──────── MATERIAL FOR THE TASK

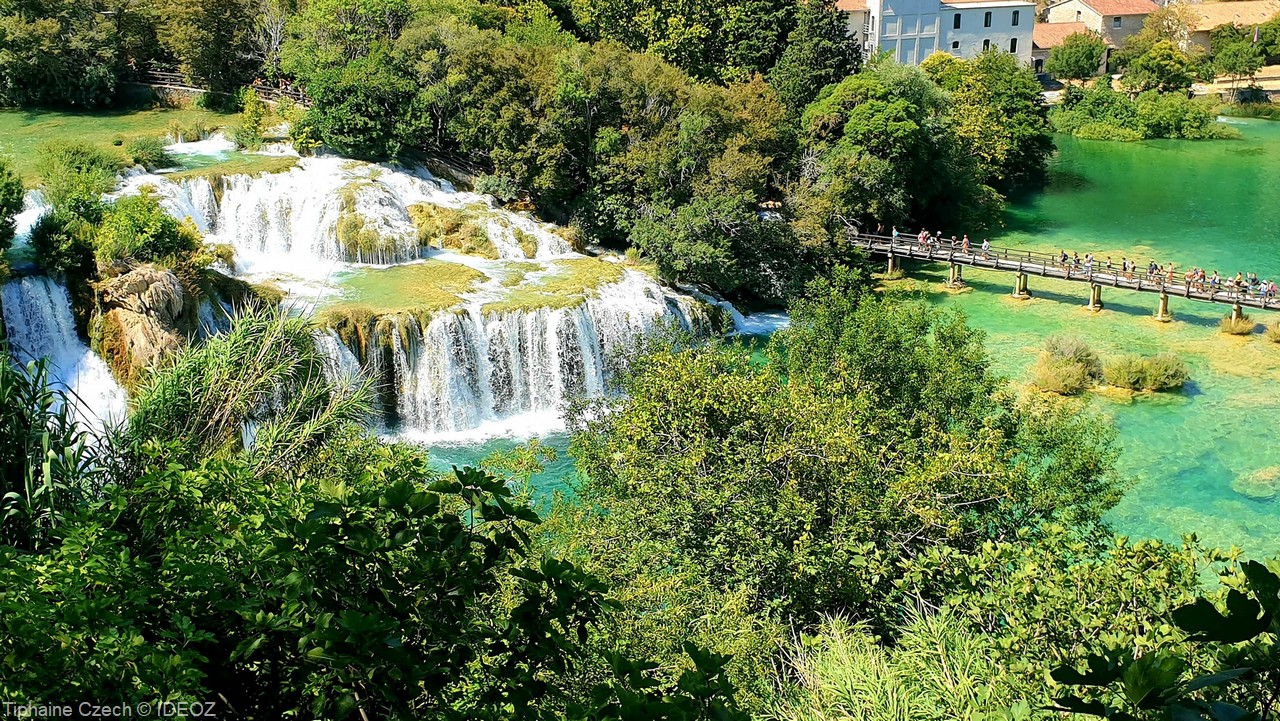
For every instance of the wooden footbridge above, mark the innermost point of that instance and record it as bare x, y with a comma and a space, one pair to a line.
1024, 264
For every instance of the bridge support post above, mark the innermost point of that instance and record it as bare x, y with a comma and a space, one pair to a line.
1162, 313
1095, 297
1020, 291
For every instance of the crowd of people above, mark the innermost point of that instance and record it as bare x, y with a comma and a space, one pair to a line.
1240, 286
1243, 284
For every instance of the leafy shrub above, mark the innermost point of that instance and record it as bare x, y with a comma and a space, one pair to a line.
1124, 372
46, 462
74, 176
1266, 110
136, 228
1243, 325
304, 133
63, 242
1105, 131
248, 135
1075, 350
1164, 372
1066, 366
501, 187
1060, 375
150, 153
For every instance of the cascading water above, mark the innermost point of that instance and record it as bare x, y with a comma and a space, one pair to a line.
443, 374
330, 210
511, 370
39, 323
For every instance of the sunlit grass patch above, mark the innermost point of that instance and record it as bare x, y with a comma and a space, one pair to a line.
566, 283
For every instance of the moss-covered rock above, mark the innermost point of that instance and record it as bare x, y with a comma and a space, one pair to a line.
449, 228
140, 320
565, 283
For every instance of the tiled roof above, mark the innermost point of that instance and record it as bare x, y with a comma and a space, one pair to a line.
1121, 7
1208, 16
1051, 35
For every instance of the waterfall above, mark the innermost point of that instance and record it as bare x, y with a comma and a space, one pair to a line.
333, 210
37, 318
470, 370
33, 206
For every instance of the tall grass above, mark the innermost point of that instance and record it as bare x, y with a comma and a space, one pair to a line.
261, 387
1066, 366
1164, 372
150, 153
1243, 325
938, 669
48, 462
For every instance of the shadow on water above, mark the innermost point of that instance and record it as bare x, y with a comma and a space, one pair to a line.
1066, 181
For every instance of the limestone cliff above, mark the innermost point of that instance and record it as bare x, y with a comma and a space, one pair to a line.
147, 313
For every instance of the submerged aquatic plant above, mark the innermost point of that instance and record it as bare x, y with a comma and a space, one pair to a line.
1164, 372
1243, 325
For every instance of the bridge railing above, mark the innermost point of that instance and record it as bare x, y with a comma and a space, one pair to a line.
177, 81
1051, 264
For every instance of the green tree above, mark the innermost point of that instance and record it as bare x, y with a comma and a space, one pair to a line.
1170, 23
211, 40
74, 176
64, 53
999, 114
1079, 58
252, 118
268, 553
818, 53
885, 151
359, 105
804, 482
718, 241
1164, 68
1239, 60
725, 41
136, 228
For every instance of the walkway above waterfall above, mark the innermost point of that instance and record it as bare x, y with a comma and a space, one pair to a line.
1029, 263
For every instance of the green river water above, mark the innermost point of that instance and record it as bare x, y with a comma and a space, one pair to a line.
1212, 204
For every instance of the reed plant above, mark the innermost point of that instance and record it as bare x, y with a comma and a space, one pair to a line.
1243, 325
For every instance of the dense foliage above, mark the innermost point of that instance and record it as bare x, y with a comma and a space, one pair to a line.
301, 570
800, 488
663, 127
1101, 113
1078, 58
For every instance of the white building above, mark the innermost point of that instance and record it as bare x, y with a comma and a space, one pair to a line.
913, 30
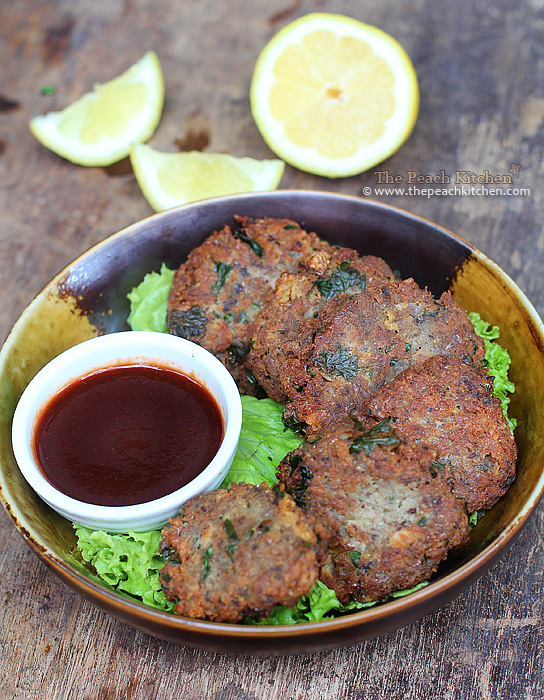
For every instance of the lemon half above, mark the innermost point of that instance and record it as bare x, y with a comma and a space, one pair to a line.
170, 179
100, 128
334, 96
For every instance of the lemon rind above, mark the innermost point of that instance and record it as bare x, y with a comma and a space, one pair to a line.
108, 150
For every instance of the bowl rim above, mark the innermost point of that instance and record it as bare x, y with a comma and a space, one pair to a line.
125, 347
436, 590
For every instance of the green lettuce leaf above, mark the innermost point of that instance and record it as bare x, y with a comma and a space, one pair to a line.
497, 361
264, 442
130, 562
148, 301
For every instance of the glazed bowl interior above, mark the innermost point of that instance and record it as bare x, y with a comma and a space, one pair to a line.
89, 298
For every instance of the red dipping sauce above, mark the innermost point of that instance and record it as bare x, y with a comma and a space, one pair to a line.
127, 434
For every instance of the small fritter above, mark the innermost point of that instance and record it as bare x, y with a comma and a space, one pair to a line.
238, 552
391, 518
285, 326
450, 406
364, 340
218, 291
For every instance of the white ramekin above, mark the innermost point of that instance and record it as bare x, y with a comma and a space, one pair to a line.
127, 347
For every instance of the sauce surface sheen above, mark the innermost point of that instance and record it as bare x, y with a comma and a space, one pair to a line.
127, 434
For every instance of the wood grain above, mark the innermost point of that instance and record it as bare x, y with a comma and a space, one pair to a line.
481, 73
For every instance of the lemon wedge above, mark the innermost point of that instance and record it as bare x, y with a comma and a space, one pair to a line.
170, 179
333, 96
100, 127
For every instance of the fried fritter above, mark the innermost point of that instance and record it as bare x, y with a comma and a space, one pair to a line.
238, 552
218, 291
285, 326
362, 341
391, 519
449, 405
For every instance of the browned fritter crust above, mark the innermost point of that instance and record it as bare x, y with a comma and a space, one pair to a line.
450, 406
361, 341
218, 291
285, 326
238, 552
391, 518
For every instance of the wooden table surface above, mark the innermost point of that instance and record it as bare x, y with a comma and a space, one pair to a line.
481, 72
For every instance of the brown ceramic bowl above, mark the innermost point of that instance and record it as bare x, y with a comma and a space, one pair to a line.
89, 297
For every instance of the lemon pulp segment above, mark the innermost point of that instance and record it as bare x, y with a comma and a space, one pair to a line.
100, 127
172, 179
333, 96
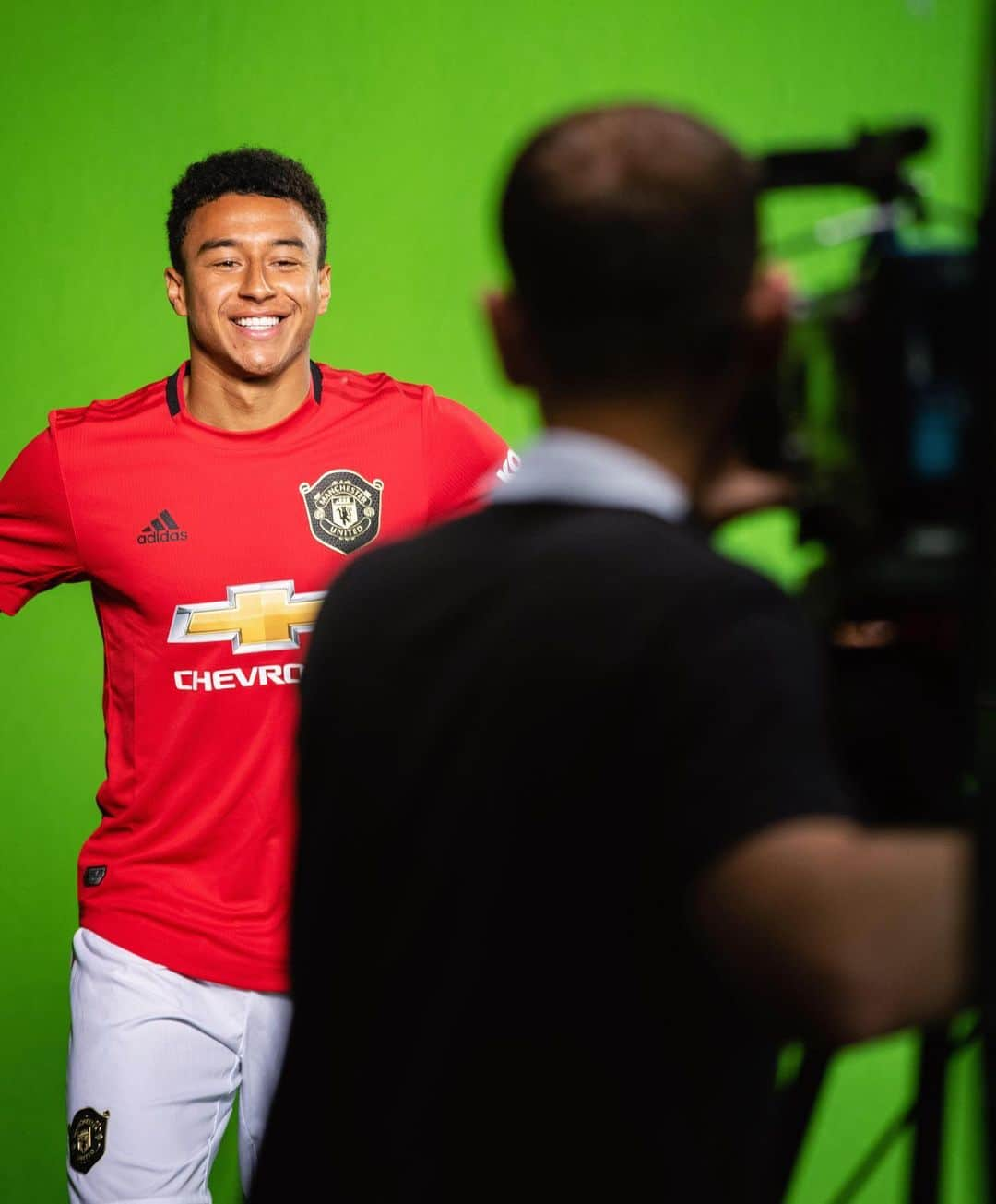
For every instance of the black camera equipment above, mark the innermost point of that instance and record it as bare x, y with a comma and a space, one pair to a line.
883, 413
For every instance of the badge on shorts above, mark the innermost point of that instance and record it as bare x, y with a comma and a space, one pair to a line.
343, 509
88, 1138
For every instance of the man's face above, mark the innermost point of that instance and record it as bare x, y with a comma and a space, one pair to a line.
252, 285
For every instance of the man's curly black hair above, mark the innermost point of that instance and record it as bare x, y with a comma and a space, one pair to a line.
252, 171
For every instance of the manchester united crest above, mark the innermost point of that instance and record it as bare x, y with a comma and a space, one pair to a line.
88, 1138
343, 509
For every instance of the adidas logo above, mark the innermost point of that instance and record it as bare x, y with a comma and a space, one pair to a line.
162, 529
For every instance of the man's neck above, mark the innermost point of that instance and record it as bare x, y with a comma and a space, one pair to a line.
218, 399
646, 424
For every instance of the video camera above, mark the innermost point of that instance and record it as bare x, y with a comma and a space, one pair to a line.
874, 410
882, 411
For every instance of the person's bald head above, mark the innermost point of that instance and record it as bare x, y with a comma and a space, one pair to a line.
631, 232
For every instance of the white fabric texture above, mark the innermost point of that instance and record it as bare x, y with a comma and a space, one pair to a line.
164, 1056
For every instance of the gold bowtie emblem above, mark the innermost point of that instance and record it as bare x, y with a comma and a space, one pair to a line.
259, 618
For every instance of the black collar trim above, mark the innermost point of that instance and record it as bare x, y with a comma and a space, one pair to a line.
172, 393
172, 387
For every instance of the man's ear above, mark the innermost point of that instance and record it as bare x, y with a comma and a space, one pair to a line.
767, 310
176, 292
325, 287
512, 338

────────────────

**REQUEST**
Drop the images and quote the entries word for word.

**EXPECTED ANSWER**
For every instance of the wooden footbridge above, mark the innermost point of that instance and record it as bare x, y with a comma and a space, one pair to a line.
1024, 264
For every instance of the bridge support post above, mark the innermost point of that instance and record it as bare x, y with a comma and a space, one pair to a line.
1162, 313
1095, 297
1020, 291
For every instance of the crowd of people above, mark the innermost point of that instance and record it as bare x, y with a comma and a space, one pair to a line.
1240, 286
1243, 284
For every instance of the leafy shrub above, mark the innermost point of that instance and record it as bare x, y with a comma and a space, one pair to a line.
1124, 372
46, 462
74, 176
1266, 110
136, 228
1243, 325
304, 133
63, 242
1105, 131
248, 135
1075, 350
1164, 372
1066, 366
501, 187
1060, 375
150, 153
For every instance of the cascading water above, mark the innermost point of that instance and record it as bare x, y with a comma and a space, one pair to a line.
443, 374
330, 210
511, 370
39, 323
For every instance of the sunlit grass patch above, mark the innermost point of that instance and record it as bare x, y with a comma and a space, one pair to a line.
566, 283
For every instance of the moss-covered rock above, mark the innermost point of that instance and record it as bare x, y with a comma and a space, one pair to a line.
449, 228
140, 320
565, 283
For every instance of the tiled roof above, mark the innermost point of that instance and record it as bare x, y with a comma and a space, one pair to a line.
1121, 7
1208, 16
1051, 35
For every instance of the waterfall above, mark the innermost point of that instance and record it as bare x, y with a comma and a space, one pair to a line.
333, 210
37, 318
470, 370
33, 206
For every instance of the tall grass above, mark the innermost point of that instance and record it as bare x, y with a comma and a space, one pair to a line.
261, 387
1066, 366
1164, 372
150, 153
1243, 325
938, 669
48, 462
For every instance of the shadow on water above, mark the innermost point of that instance and record it as bare x, y with a comma and a space, one pair to a line.
1066, 181
For every instance of the limestone cliff above, mark the innermost point of that instance and record it as bare x, y with a comma and a space, one pair to a line.
147, 313
For every instance of the submerged aquatic plant above, mark the innermost point of that instance and record it as bare x, y with a comma and a space, one pair to a line.
1164, 372
1243, 325
For every instance of the bridge railing above, mark the innermost point of that instance and record it as bare x, y with a comma and a space, one pair to a line.
177, 81
1051, 264
For every instance of the green tree above, mark the innermost point of that instance and record it as bare x, y with a comma and a space, one pair to a line.
1170, 23
211, 40
74, 176
64, 53
999, 114
1079, 58
252, 118
268, 553
818, 53
885, 151
359, 105
804, 482
718, 241
1164, 68
1239, 60
725, 41
136, 228
For every instance of the walkway above waterfall above, mark the innermost point of that instance and record it as bare x, y with a comma and a space, one pair to a line.
1029, 263
For every instance of the green river water above, mark the innermost point of that instance and record it as bare x, y with a comma and a space, one pair to a line.
1212, 204
For every instance of the reed plant above, mark the innermost point of that instance and record it as bare x, y with a comma and a space, one pair to a line.
1243, 325
For every instance of the dense foliage above, mark the innermost point of that instance and record it as bare x, y with a comma and a space, one pair to a line.
301, 570
800, 488
663, 127
1101, 113
1078, 58
For every instance of the white building above, mark the innermost point of that instance and record it as bare x, y with a comma and a space, one pair to a line.
913, 30
For every instance of the lemon half above, mark the innermost point of that instance and record it as bare x, y with a comma and a space, one pair to a line.
170, 179
100, 128
334, 96
For every instance of the lemon rind above, mark the innermost point of that instance and record it as bare x, y with a comma and a space, one pair to a line.
108, 150
For every instance of the bowl rim above, mark the innermost point of that instance and record it as bare x, y with a comma and a space, one pair to a line.
125, 347
436, 590
For every instance of the green lettuce leaf above, mark the innermost point of that instance and record it as bare x, y with a comma and a space, one pair to a line.
497, 361
264, 442
130, 562
148, 301
For every instance of the glazed bowl interior above, mark the innermost point of that instance and record it as bare x, y with a comma and a space, one pair to a line.
89, 298
For every instance of the red dipping sauce above, mark the innermost point of that instance and record it as bare x, y with a comma and a space, one pair to a line.
127, 434
For every instance of the small fritter above, mark the innermost point of that instance and record it as bare x, y with a comma and a space, one pair to a line.
238, 552
391, 518
285, 326
450, 406
364, 340
218, 291
For every instance of the white ramekin above, mark the innermost point of that instance and record it as bare x, y with a comma and a space, one pair to a line.
127, 347
For every instance of the sauce surface sheen above, mark the innermost point of that instance and record it as bare x, y with a comma and a space, one pair to a line.
127, 434
For every instance of the wood grain above, mark the innermost point of that instance and record it as bare x, y with a comma and a space, one pair to a line.
481, 73
For every instance of the lemon wedge above, mark the innermost point of that instance and record it as bare x, y with a comma and a space, one pair to a line.
170, 179
333, 96
100, 127
For every instance of the fried fritter above, mark the innermost point of that instance and record it as bare x, y with a comma and a space, one pair to a line.
238, 552
218, 291
285, 326
362, 341
391, 519
449, 405
For every instance of the browned fritter crust above, mark the innermost point of that instance and record it as bare x, y with a comma and a space, one pair to a line.
450, 406
361, 341
218, 291
285, 326
238, 552
391, 518
For every instance of the wooden table surface above, mark the innermost point of that instance and record it as bare x, y with a comma and a space, one pair to a line.
481, 72
For every instance of the brown ceramic bowl above, mark the innermost point of that instance and record it as bare x, y with a comma and a space, one pair to a line.
89, 297
For every instance of the lemon pulp segment above, mark the innermost point of that instance and record it as bare x, y with a comma and a space, one pair to a line.
100, 127
172, 179
333, 96
For every instance of the black camera equipment above, mark the innermost point of that instance and record it as bare x, y with a comma and a space, one pair to a line.
883, 413
For every instance of the badge on shorts above, mark the innermost point of that instance and record it as bare x, y with a comma and a space, one pair to a line.
343, 509
88, 1138
For every instance of the man's face above, mark the innermost point of that instance and record it as bare x, y with a comma and a space, one pair to a line.
252, 285
For every instance of the man's curly black hair above, mark the innermost point of that instance and record it as bare x, y with a comma and a space, one pair to a line.
252, 171
For every instance of the manchester united crest above, mark the innermost point of that instance and record it as bare x, y with a comma and a space, one pair to a line.
88, 1138
343, 509
For every instance of the adidas logo above, mark the innermost point of that instance and record it as bare x, y with a comma and a space, one pair to a line.
162, 529
For every instance of the man's neck above, mark the innermost point of that instance and record it as bare x, y with a comma and a space, one pair to a line.
218, 399
646, 424
For every instance of the video camera above, mark the innermost point of that instance and record it as bare x, y with a comma and a space, one pair to a line.
874, 410
882, 411
For every instance of the person's bald head above, mark the innermost point of that instance and record it as bare x, y with a comma and a space, one pair to a line.
631, 232
For every instance of the white fabric texture above, mark the innermost point of that instance and record it as bare x, y with a comma and a space, one pair to a line.
164, 1056
For every instance of the gold bowtie emblem above, mark the innermost point of that instance and record it as bare x, y with a comma and a space, one pair to a line.
259, 618
For every instance of the black collar trim above, mark the innermost point of that instance and record it as bare x, y with a comma and a space, one pair to a line.
172, 393
172, 387
For every instance of the man's ear above, mark the innermost point of that instance and record it as bare x, y with a comma and a space, one pair to a line.
767, 310
176, 292
325, 287
512, 338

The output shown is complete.